在彼时的热潮中,来自哈尔滨的青年小伙李孟琦(网名“牌牌琦”)独领风骚,稳坐头把交椅。2018年巅峰时期,他仅“快手”平台粉丝数量便逾3000万人。许多有志于学习“社会摇”的青年纷纷投到他或其诸多弟子门下,构成了一个层级分明、数量惊人的“牌家军”。“社会摇”的火热在当时甚至引起外媒关注,称其为“中国最新的舞蹈狂热现象”。
然而好景不长,随着2018年相关部门对网络表演市场与网络视听节目的整治,牌牌琦等一众主播被禁,“社会摇”的王国轰然倒塌。自此之后,“社会摇”风光不再,但持续衍生出“西安摇”“青海摇”等许多变种,以此延续余波。

“社会摇”的土味与刻奇

“社会摇”为何遭遇被规训与惩罚的命运?直接原因在于,它品味低俗粗鄙、价值理念失范,被视为社会旋律里不和谐的杂音。
与其命运形成有趣对比的是另一种社会舞蹈形式——广场舞。作为同在2010年代兴起并引发争议的亚文化形态,广场舞最终被顺利收编、化身主流。很重要的原因在于,它虽然饱受噪音污染、挤占空间的斥责,但整体上传递的是一种追求健康生活与理想自我的正向价值观,能够在应对人口老龄化问题中发挥积极有效的功能。

▶ 所列条目:
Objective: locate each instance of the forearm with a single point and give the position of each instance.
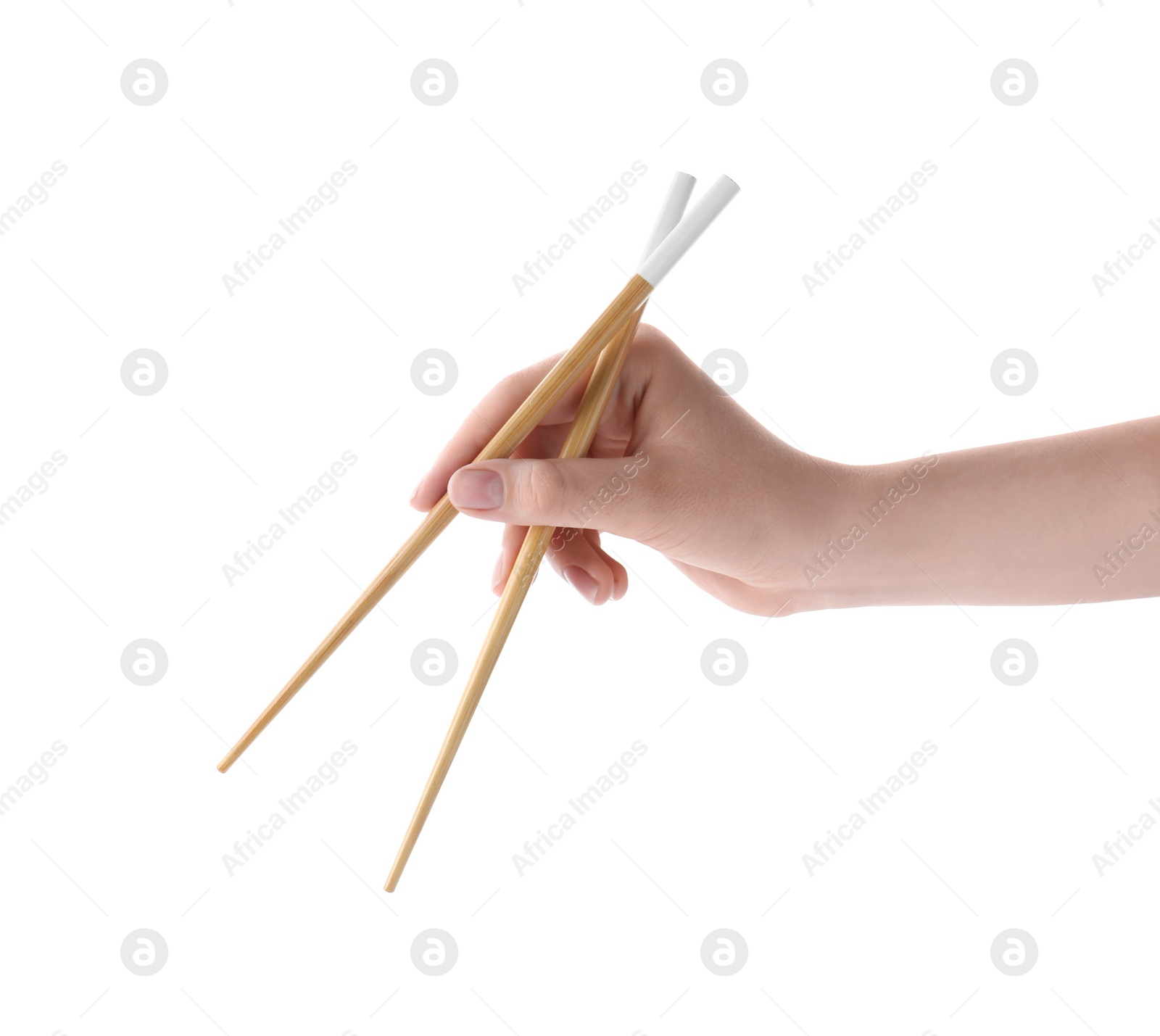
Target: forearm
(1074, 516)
...
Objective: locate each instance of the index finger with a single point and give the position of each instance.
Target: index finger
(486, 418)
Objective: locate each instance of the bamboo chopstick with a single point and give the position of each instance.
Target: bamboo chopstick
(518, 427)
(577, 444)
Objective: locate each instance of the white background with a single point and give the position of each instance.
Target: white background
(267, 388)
--
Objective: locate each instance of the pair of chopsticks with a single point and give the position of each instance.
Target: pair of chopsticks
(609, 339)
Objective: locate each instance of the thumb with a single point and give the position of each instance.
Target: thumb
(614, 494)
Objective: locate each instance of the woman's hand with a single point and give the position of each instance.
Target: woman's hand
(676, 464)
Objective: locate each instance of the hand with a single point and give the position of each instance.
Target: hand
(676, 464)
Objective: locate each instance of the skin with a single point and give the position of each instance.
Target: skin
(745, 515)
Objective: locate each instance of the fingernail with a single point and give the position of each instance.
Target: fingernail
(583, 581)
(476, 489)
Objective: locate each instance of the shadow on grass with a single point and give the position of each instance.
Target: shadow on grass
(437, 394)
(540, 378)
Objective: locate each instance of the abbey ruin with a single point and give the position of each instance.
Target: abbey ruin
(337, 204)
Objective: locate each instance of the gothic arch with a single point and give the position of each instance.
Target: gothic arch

▶ 任务与练习:
1 - 判断下列说法是否符合有关“社会摇”的短文,每项回答“是”或“否”,并原样引用短文中起决定作用的语句:(a) 2018年巅峰时期,李孟琦仅在快手平台的粉丝就超过3000万人;(b) 广场舞与“社会摇”一样遭到整治并被禁;(c) “社会摇”风光不再之后,衍生出了“西安摇”等变种。
2 - 请紧接有关“社会摇”的短文最后一句,往下续写。
这些条目是独立的材料,与短文彼此无关。

▶ 参考答案:
1 -
(a) 是:“他仅“快手”平台粉丝数量便逾3000万人”
(b) 否:“广场舞最终被顺利收编、化身主流”
(c) 是:“但持续衍生出“西安摇”“青海摇”等许多变种”

2 -
相比之下,“社会摇”就显得无用而有害。笔者曾在《非主流网络文艺的审美文化探析》一文里将“社会摇”与“喊麦”放在一起讨论,将它们的风格总结为“粗鄙美学”,主要体现为无聊、审丑与刻奇三点。
其中,刻奇是其最为显著的特点。“刻奇”(kitsch)作为一个重要的美学概念,长期在国内被译作“媚俗”。实际上,作为大众文化的典型特征,媚俗指的是一种追求审美平均值、消解审美个性的现象。而刻奇更强调的是通过将情感、价值等绝对化而产生的一种矫情而虚伪的审美崇高感。米兰·昆德拉对“刻奇”有个形象的描述:“一个人在具有美化功能的哈哈镜面前带着激动的满足看待自己。”由此可以说,刻奇并非谄媚大众,而是自我谄媚。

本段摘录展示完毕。